## Document excerpt
>>>

Today I'm going to talk about the first X-men comic that I ever read. It may not be exactly what you are expecting, but it is largely related to what I love about the X-men. Uncanny X-men #297 was the epilogue to the crossover "X-Cutioner's Song." Not the most loved or notable of crossovers, it was the one in which the Cable/Stryfe relationship was explained. As someone who has never particularly cared for Cable, I can't say I care for it too much either. About the only thing worth mentioning is that at the very end of the crossover, the legacy virus is released into the world. I'll talk more about that in tomorrow's post.
It was really just luck of the draw that I stumbled upon this issue. My brother and I looked for X-men comics while at the grocery store, and this was the one available. I'm extremely glad we did.
The cover is extremely misleading, but I like it.
There are three stories going on in this issue. Beast and Archangel rebuild Harry's Hideaway, a bar where the original X-men would frequently hang out and was destroyed in the middle of the crossover. Professor X has temporarily regained the use of his legs, and Jubilee decides he needs to maximize that time by learning how to roller blade. Rogue has been blinded during the battle, but Gambit volunteers to take care of her, showing that his flirtatious nature is just a mask for his true feelings for her.

<<<

## Problem requirements
Resume the blog post about Uncanny X-Men #297 after its final sentence, continuing in the same voice.

## Source data
>>>

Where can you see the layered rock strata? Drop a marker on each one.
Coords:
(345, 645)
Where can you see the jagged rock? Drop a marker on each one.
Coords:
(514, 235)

<<<

## Response box
So essentially we've got two old friends working and reminiscing, a teenager and her mentor having a bonding moment, and the beginnings of a romantic relationship. No fighting or real conflict to be found, just one hundred percent true character development. The writer of this issue, Scott Lobdell, really excelled at these kinds of moments.
Of course, my absolute favorite of the three is the exchange between Rogue and Gambit.
Imagine you're an 11 year old girl who a single boy hasn't so much as even noticed yet, and tell me that you wouldn't immediately fall in love with this character.
I have nearly this whole exchange memorized. I'm pretty sure I used to pull out this comic and read it over and over again, the way some girls read romance novels. I just love it.
It's tempting to scan the whole thing to show you, but I don't want to get into trouble. Suffice to say that Rogue pours her heart out to Gambit, expressing her frustration that all she really wants is someone to hold her and tell her everything is going to be okay, but that's never going to happen. She also says that, "more than anything," she wants that someone to be him. He leaves her alone for a bit but then:
And my heart is melted.
The exchange between Beast and Archangel is a lot of fun, though it probably didn't mean as much to me when I was a kid. Beast is bothered by the phrase "good as new" which leads to them talking about feeling old, which is something I can definitely appreciate a lot more now. They also discuss the way both of them has changed since the days of the original team - Hank now being blue and furry and Warren now blue skinned with metal wings. There's also a really fun comedic moment as they reminisce:
Stuff like this is why I love Beast.
I really like the Jubilee and Professor X interaction, and I think it works so well because the two of them really are polar opposites.
While the coloring in this issue is a little weird, I do enjoy the art by Brandon Peterson.
I think the bottom panel here is my absolute favorite of the whole issue. Click to see it bigger if you need to.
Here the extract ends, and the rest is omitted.